*Acción requerida 1*: En el texto sobre el implante cerebral de Nathan Copeland, ¿qué universidad hizo el experimento?
*Acción requerida 2*: Sigue escribiendo el texto sobre el brazo robótico conectado al cerebro de Nathan Copeland a partir de donde termina.

*Texto de lectura*:
En 2004, cuando acababa de cumplir la mayoría de edad, Nathan Copeland sufrió un accidente de tráfico que le provocó una lesión en la médula espinal. Quedó tetrapléjico, y desde entonces es incapaz de valerse por sí mismo. Diez años después, el joven estadounidense decidió someterse a un insólito experimento llevado a cabo por científicos de la Universidad de Pittsburg: un implante cerebral con el que pensaban devolverle, al menos en parte, sus capacidades sensoriales. En concreto, le introdujeron unos microelectrodos en la corteza somatosensiorial y los conectaron con un dispositivo instalado a un brazo robótico. La estimulación de todo el sistema provocaba en el paciente una sensación similar al tacto. Por primera vez Nathan sentía lo que era palpar o presionar un objeto.

Los científicos explicaron entonces que la finalidad del experimento era la de devolverle las capacidades naturales de su cerebro, que intuían que se habían perdido, pero no olvidado, como consecuencia del accidente. El invento fue un éxito y permitió al joven tetrapléjico volver a sentir el tacto y la presión de cualquier objeto, incluso es capaz de sostener una pelota de golf, y todo ello con un brazo robótico que no está conectado a su antebrazo, sino directamente a su cerebro.

*Datos disponibles*:
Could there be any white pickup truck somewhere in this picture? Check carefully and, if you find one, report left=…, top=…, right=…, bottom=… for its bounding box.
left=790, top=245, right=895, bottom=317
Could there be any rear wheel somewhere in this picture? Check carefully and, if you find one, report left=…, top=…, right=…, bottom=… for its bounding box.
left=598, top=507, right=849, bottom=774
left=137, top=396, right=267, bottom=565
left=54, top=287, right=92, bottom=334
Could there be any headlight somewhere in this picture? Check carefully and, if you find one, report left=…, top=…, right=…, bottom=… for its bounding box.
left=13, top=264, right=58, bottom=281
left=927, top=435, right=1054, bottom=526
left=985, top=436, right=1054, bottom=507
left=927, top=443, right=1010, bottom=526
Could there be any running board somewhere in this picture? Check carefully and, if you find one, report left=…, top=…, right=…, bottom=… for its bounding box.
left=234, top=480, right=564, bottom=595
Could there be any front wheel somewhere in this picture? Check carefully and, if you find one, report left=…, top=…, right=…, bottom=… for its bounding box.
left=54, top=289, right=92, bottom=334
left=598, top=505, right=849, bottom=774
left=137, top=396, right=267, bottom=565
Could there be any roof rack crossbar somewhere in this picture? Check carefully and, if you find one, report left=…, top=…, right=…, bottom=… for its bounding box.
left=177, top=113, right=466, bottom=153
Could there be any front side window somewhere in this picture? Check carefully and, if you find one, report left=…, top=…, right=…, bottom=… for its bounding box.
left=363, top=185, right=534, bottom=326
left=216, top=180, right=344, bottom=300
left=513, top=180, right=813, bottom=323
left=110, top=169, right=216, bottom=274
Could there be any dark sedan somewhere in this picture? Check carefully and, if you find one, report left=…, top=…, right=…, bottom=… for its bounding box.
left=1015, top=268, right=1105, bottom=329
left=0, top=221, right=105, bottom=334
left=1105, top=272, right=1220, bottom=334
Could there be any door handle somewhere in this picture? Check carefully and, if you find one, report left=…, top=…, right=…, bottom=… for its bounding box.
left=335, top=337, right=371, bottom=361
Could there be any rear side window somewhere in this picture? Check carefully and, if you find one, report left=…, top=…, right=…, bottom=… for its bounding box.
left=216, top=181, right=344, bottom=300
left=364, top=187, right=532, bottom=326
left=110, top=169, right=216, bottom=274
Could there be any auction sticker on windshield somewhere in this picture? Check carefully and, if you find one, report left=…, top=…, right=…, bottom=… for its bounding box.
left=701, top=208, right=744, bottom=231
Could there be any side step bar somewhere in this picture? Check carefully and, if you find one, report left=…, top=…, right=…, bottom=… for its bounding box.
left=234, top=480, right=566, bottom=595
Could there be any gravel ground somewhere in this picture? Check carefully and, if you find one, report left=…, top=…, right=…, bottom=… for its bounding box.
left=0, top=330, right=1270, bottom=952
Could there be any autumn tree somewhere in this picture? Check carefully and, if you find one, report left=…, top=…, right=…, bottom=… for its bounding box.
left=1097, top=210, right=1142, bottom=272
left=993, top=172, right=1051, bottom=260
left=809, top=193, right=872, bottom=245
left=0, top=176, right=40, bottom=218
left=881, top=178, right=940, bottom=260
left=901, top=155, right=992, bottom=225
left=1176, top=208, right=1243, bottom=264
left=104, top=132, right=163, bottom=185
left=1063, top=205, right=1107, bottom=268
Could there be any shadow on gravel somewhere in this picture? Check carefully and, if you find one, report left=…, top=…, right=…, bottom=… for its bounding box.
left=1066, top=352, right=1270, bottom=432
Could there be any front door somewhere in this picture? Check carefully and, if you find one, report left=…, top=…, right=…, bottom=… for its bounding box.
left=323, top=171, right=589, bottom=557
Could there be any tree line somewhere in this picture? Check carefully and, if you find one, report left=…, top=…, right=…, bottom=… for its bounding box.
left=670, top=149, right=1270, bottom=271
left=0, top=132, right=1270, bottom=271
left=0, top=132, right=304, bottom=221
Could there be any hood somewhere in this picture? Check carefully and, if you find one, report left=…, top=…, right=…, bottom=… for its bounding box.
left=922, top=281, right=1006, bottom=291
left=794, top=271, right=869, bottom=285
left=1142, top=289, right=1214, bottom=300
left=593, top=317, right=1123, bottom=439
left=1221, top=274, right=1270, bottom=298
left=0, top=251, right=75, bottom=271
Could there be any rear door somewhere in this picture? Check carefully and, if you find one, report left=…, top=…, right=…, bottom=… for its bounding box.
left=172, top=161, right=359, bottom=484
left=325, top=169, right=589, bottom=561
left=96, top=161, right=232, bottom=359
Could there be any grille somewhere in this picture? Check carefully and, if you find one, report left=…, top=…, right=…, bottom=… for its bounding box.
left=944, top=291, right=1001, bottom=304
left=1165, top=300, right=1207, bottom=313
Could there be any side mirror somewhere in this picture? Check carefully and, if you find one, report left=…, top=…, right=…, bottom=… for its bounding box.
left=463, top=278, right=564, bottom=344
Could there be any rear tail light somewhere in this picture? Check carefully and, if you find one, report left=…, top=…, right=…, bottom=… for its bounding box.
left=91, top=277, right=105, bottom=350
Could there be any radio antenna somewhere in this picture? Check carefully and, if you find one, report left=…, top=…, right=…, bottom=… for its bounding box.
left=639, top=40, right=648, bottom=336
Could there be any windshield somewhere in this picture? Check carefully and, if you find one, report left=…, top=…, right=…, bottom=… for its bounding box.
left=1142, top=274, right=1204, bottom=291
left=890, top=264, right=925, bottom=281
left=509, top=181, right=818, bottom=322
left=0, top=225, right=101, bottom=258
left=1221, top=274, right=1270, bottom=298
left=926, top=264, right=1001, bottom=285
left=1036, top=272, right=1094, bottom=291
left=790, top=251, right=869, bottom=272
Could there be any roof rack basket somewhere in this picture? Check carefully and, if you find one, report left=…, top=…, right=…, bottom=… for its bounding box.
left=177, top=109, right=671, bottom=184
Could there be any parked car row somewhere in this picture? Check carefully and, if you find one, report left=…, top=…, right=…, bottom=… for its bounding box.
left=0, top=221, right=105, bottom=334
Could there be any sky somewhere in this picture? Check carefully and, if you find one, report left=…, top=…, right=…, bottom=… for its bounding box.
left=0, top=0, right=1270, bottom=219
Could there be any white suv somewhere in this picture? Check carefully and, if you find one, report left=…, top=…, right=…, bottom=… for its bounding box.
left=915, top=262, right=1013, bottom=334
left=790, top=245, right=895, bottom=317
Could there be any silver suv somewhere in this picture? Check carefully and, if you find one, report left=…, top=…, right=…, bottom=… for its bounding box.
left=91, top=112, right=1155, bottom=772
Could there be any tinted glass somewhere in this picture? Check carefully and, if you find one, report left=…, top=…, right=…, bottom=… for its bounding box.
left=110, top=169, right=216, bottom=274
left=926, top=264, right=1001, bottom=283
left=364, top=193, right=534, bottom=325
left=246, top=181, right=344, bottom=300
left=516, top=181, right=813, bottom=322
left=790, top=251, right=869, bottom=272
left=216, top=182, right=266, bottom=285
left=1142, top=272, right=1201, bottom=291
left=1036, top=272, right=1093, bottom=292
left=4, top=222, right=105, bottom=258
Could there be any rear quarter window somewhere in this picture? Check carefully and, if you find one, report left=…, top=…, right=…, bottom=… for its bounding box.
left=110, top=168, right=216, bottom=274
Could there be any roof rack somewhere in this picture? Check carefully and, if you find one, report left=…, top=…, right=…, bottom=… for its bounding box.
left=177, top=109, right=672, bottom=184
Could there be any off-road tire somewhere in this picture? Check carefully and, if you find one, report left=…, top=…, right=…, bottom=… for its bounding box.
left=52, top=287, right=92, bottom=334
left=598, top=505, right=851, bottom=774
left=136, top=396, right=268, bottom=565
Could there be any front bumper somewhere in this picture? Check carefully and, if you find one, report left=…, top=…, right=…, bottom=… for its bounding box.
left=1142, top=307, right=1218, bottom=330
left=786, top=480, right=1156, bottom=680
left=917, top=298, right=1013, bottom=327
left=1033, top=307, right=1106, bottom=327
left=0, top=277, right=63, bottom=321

*Resultado del ejercicio 1*: La Universidad de Pittsburg.

*Resultado del ejercicio 2*:
El propio Copeland explica a National Geographic España el funcionamiento de su dispositivo: “cada electrodo penetra en la superficie de mi cerebro y es capaz de registrar la actividad de una neurona”. Comenta que cada implante, cuyo nombre científico es de ‘matriz de Utah’ (o Utah Array como se denomina en inglés), tiene unos 100 electrodos, y que él es la primera persona en todo el mundo que los tiene ‘instalados’ en la corteza cerebral. “En concreto, puedo sentir las sensaciones en unos puntos específicos de mi mano, cuya ubicación dependerá de dónde se encuentran los electrodos que me procuran el estímulo. No es la misma sensación que tenía antes -apunta- pero para mi se ha convertido en una segunda realidad”.

En 2004, el mismo año que Copeland padecía aquel fatídico accidente, un joven británico afincado en Estados Unidos, Neil Harbison, se hacía instalar una antena que le permite descifrar los colores invisibles como infrarrojos y ultravioletas, además de percibir imágenes, videos, música o llamadas telefónicas directamente en su cerebro desde aparatos externos, como teléfonos móviles o satélites. Estas intervenciones son conocidas como ‘biohacking’, y son objeto de tantos defensores como detractores. ¿Hasta qué punto es ético y seguro implantarse un dispositivo en el cerebro que pueda conectarse, y quizá controlarse, desde el exterior? ¿Podría suponer un perjuicio para nuestra integridad como personas? ¿Será el fin de la libertad de pensamiento libre?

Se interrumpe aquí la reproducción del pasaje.